-------- Texte source

Questions interdites

On ne trouvera pas non plus, dans les préoccupations des élèves, quelque chose qui ressemblerait à un début de prise de conscience sur ce qui reste le moteur des guerres : la fabrique du guerrier. Dans un pays qui persiste à considérer la conscription comme un mode d’éducation et de formation civique parfaitement légitime (et dont la plupart des partis politiques réclament le rétablissement), il serait inconcevable que cette institution, dont la finalité est d’apprendre à tuer ou à se faire tuer sur ordre, puisse apparaître aux yeux des élèves et de leurs aînés pour ce qu’elle est vraiment : une des émanations les plus totalitaires de l’autorité de l’état. Faire s’apitoyer les élèves sur le sort des poilus de Verdun est une chose, les amener à comprendre que la mort de millions d’individus ne résulte ni du hasard ni de la fatalité mais qu’elle est l’aboutissement des efforts jamais démentis et des ambitions criminelles des dirigeants nationaux serait sans doute plus conforme à la vérité historique, aux compétences intellectuelles et aux objectifs civiques que l’enseignement de l’histoire prétend promouvoir. « Poser des questions, se poser des questions », comme le demandent les derniers programmes officiels ? Oui mais pas trop quand même et surtout pas sur la guerre.

----------------
-------- Matériel fourni

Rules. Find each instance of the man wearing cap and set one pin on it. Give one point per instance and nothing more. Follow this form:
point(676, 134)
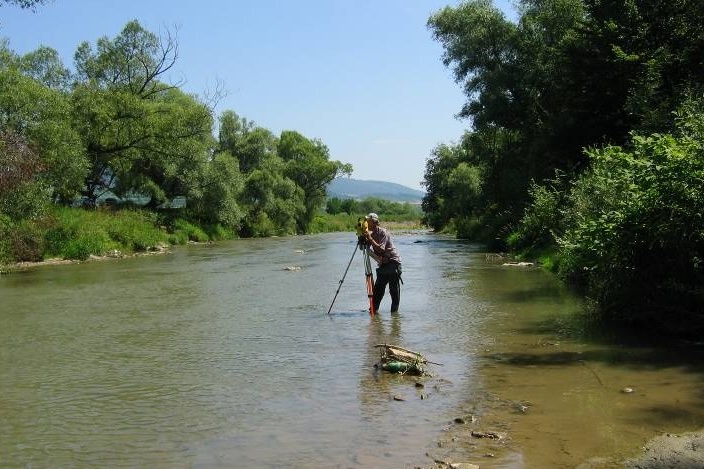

----------------

Travail à faire:
(A) D'après le texte sur l'enseignement de la guerre, pourquoi serait-il inconcevable que la conscription apparaisse aux élèves et à leurs aînés pour ce qu'elle est vraiment ? Répondez en une à trois phrases.
(B) Selon le texte sur l'enseignement de la guerre, quelle est la finalité de la conscription ?
(C) Poursuivez le texte sur l'enseignement de la guerre à la suite de sa dernière phrase.

Réponses rédigées:
(A) Ce serait inconcevable parce que le pays persiste à considérer la conscription comme un mode d'éducation et de formation civique parfaitement légitime. De plus, la plupart des partis politiques en réclament le rétablissement.

(B) Sa finalité est d'apprendre à tuer ou à se faire tuer sur ordre.

(C)
Comme chaque année à l’occasion du 11 novembre, les enfants des écoles seront conduits devant les monuments aux morts de la commune : la Marseillaise règlementaire qu’ils délivreront alors satisfera probablement les « détrousseurs de cadavres et imposteurs » locaux. Instrumentalisation rituelle des morts, comme celle à laquelle se sont complaisamment livrés, à Saint-Lô, des enseignants de la Manche en réquisitionnant sans état d’âme apparent un millier de collégiens pour une Marseillaise en hommage aux morts de la Première guerre mondiale … et aux victimes du terrorisme. Les morts ne sont plus là pour leur dire ce qu’ils pensent de cette manipulation ni s’ils se sentent vraiment honorés par ces appels à verser toujours plus de sang. Même impur.

(1) Le récit du commun, sous la dir. de F. Lantheaume et J. Létourneau, Presses universitaires de Lyon, 2016.

(2) Dans l’ordre : Louis XIV, Napoléon, Charlemagne, Louis XVI, Clovis, De Gaulle, Hitler, Sarkozy (l’enquête s’est déroulée pendant la campagne électorale de 2012…), César, Vercingétorix. Rien que des bienfaiteurs de l’humanité.